- **Written tasks**:
A) Print the passage of the Horizon earnings text between "On March 19, he" and "HKD 100 billion.", inclusive, reproducing it word for word.
B) Proceed with the text on Horizon's 2025 results, picking up after its final sentence.

- **Text provided**:
** Begin **
On March 19, he disclosed his 2025 performance, with financial losses exceeding 10 billion yuan, and actual business losses of 2.3 billion yuan. To rapidly promote HSD (Assisted Driving System), its gross margin has declined, while R&D spending has expanded significantly.

“We are not afraid of high R&D investment,” Yu Kai said.

The increasing number of targeted deployments, rising shipment volumes, and additional cash reserves continue to support its money-burning autonomous driving story.

“This year, we will hand over the domain controller hardware to partners,” Yu Kai explained, focusing on chips and software algorithms, with chip gross margins reaching 40-50%, and software licensing approaching 100%.

As of the close on March 23, Horizon’s market value exceeded HKD 100 billion.

Money-Burning Expansion

Yu Kai is a typical scientist-entrepreneur.

He holds a PhD in Computer Science from the University of Munich, and previously served as Vice President of Baidu Research Institute, participating in China’s first autonomous driving project. He owns 12.49% of Horizon, worth about HKD 12.4 billion.

Under his leadership, Horizon’s revenue and losses in 2025 nearly grew proportionally.

Revenue was 3.76 billion yuan, up 57.7% year-over-year; operating loss (adjusted) was 2.37 billion yuan, an increase of 58.7% year-over-year.

Yu Kai explained that the main reason was “increased R&D investment.”
** End **
- **Dataset**:
** Begin **
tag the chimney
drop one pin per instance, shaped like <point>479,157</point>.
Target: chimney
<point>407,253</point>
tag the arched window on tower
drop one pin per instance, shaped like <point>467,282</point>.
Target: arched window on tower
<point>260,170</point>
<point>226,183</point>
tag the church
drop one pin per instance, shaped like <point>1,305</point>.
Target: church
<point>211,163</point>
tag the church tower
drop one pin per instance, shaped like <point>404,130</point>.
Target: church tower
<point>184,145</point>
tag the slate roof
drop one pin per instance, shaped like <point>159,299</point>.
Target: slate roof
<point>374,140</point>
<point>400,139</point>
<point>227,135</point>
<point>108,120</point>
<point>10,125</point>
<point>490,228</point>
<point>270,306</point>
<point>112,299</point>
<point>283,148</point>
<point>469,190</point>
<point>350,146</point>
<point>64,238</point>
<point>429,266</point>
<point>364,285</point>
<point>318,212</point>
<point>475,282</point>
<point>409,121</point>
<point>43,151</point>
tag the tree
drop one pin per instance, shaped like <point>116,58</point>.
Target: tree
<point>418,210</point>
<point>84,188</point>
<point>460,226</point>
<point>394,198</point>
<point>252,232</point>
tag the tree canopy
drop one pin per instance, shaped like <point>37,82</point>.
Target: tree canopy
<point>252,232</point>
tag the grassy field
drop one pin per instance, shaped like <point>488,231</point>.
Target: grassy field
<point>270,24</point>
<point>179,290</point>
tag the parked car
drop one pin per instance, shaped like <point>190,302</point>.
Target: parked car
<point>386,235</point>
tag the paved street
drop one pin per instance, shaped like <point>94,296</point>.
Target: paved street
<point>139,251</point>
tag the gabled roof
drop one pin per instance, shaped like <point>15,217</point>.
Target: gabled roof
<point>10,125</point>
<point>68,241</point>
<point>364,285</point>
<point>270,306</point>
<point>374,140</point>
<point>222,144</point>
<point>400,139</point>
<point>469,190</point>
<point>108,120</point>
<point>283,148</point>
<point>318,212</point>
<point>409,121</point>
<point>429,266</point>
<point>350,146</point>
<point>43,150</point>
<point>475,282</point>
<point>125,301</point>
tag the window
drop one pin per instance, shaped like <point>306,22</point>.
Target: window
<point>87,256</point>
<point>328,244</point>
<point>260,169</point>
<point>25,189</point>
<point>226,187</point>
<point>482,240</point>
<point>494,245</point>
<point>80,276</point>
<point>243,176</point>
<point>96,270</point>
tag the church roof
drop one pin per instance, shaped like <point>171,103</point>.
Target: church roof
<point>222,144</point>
** End **
- **Results of the exercise**:
A)
On March 19, he disclosed his 2025 performance, with financial losses exceeding 10 billion yuan, and actual business losses of 2.3 billion yuan. To rapidly promote HSD (Assisted Driving System), its gross margin has declined, while R&D spending has expanded significantly.

“We are not afraid of high R&D investment,” Yu Kai said.

The increasing number of targeted deployments, rising shipment volumes, and additional cash reserves continue to support its money-burning autonomous driving story.

“This year, we will hand over the domain controller hardware to partners,” Yu Kai explained, focusing on chips and software algorithms, with chip gross margins reaching 40-50%, and software licensing approaching 100%.

As of the close on March 23, Horizon’s market value exceeded HKD 100 billion.

B)
Horizon’s annual R&D expenses reached 5.153 billion yuan, far exceeding revenue; mainly used for personnel salaries, cloud computing power, and technology service procurement.

By the end of 2025, based on equity payments, R&D expenses increased by 76.4% year-over-year to 990 million yuan.

Industry insiders told 21CBR that in the embodied intelligence industry, a group of “smart driving” entrepreneurs have emerged. Between 2024 and 2025, two vice presidents of Horizon have left to start businesses in embodied intelligence.

The high R&D investment’s core achievement is the recently listed HSD.

“I firmly believe that HSD is Horizon’s core product for winning urban autonomous driving, and it is also the technological foundation for future L4 and L5 level autonomous driving,” Yu Kai said.

He mentioned that its AI platform will empower fields like robotics, with increased R&D focus, especially on cloud training.

HSD entered mass production in November 2025, first deployed in mainstream models around 150,000 yuan, with shipments exceeding 22,000 units in just over a month.

By the end of last year, HSD was installed in over 20 vehicle models. Yu Kai expects that in 2026, the targeted deployment will reach a new high, with shipments around 400,000 units.

Hardware and Software Integration

Horizon’s heavily invested HSD has contributed to its performance.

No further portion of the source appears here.